- RECORDS SUPPLIED -
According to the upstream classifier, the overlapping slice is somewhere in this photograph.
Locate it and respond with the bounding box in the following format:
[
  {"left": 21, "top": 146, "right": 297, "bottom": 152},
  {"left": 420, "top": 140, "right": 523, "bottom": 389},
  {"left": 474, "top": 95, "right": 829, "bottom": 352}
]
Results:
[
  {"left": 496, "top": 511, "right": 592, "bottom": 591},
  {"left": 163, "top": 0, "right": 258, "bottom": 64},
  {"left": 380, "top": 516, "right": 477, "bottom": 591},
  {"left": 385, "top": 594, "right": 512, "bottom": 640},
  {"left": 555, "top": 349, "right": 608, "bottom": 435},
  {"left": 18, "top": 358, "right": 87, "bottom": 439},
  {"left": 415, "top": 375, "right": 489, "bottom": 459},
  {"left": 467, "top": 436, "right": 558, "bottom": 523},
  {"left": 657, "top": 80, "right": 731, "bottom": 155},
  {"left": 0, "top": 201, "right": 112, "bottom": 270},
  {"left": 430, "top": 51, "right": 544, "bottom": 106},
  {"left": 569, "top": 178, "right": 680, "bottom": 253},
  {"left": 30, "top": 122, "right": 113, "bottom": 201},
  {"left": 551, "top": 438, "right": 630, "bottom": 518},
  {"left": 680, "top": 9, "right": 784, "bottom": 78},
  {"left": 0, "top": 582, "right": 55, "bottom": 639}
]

- PROBLEM REQUIREMENTS -
Retype the material in full, keeping each line exactly as it is.

- SOLUTION TO THIS EXERCISE -
According to the upstream classifier, the overlapping slice is somewhere in this photograph.
Locate it and respond with the bounding box in the following format:
[
  {"left": 21, "top": 146, "right": 297, "bottom": 152},
  {"left": 420, "top": 140, "right": 523, "bottom": 389},
  {"left": 474, "top": 95, "right": 829, "bottom": 352}
]
Results:
[
  {"left": 496, "top": 511, "right": 592, "bottom": 591},
  {"left": 163, "top": 0, "right": 258, "bottom": 64},
  {"left": 380, "top": 516, "right": 477, "bottom": 591},
  {"left": 385, "top": 594, "right": 512, "bottom": 640},
  {"left": 555, "top": 349, "right": 608, "bottom": 435},
  {"left": 18, "top": 358, "right": 87, "bottom": 439},
  {"left": 415, "top": 375, "right": 489, "bottom": 459},
  {"left": 467, "top": 436, "right": 558, "bottom": 523},
  {"left": 657, "top": 80, "right": 731, "bottom": 155},
  {"left": 0, "top": 201, "right": 112, "bottom": 270},
  {"left": 430, "top": 51, "right": 544, "bottom": 106},
  {"left": 569, "top": 178, "right": 680, "bottom": 253},
  {"left": 30, "top": 122, "right": 113, "bottom": 201},
  {"left": 551, "top": 438, "right": 630, "bottom": 518},
  {"left": 680, "top": 9, "right": 784, "bottom": 78},
  {"left": 0, "top": 582, "right": 55, "bottom": 639}
]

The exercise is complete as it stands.